WORK TO BE COMPLETED: Please render the rows below as a two-column CSV with the headers instruction and response, one line for each row, putting each row's text and its answer in separate quoted fields with line breaks turned into spaces. Leave the pictures out.

DATA FOR THIS TASK:
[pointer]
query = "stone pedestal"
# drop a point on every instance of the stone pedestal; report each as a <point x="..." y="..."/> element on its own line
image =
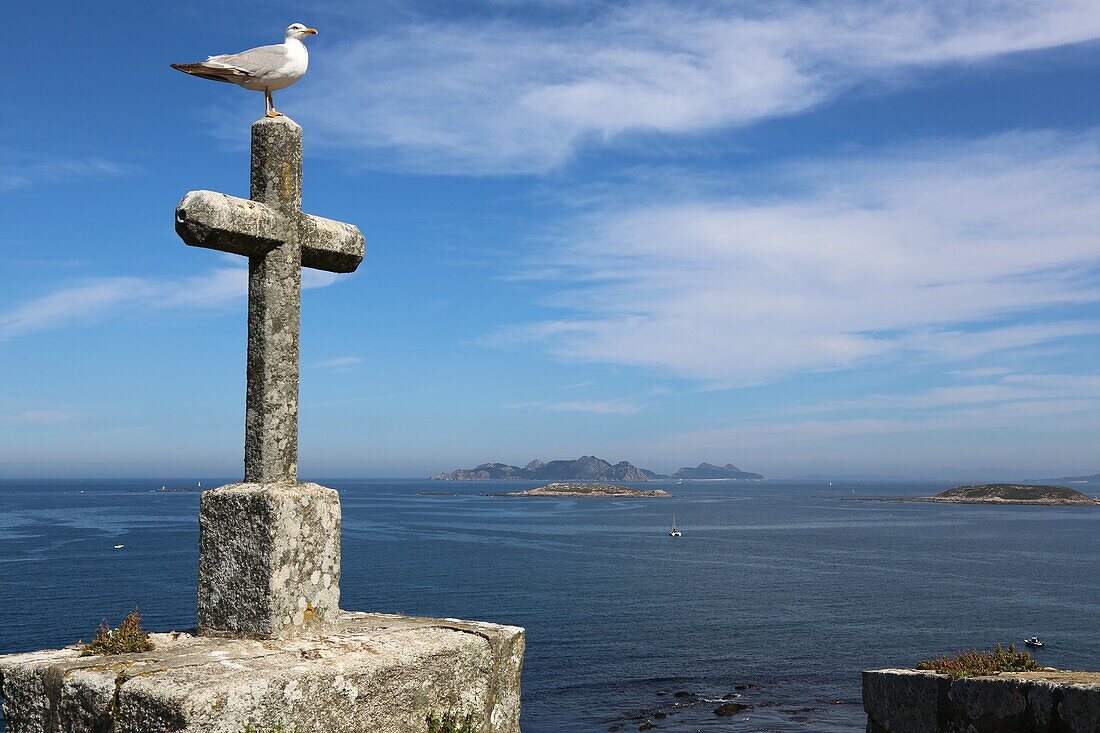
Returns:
<point x="372" y="673"/>
<point x="268" y="560"/>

CORRECT ANSWER:
instruction,response
"[pointer] query = ""stone pedestal"" # drop a point on every instance of the stone pedestal; report each as a <point x=""..."" y=""...""/> element on its own line image = Returns:","<point x=""372"" y=""673""/> <point x=""268"" y=""560""/>"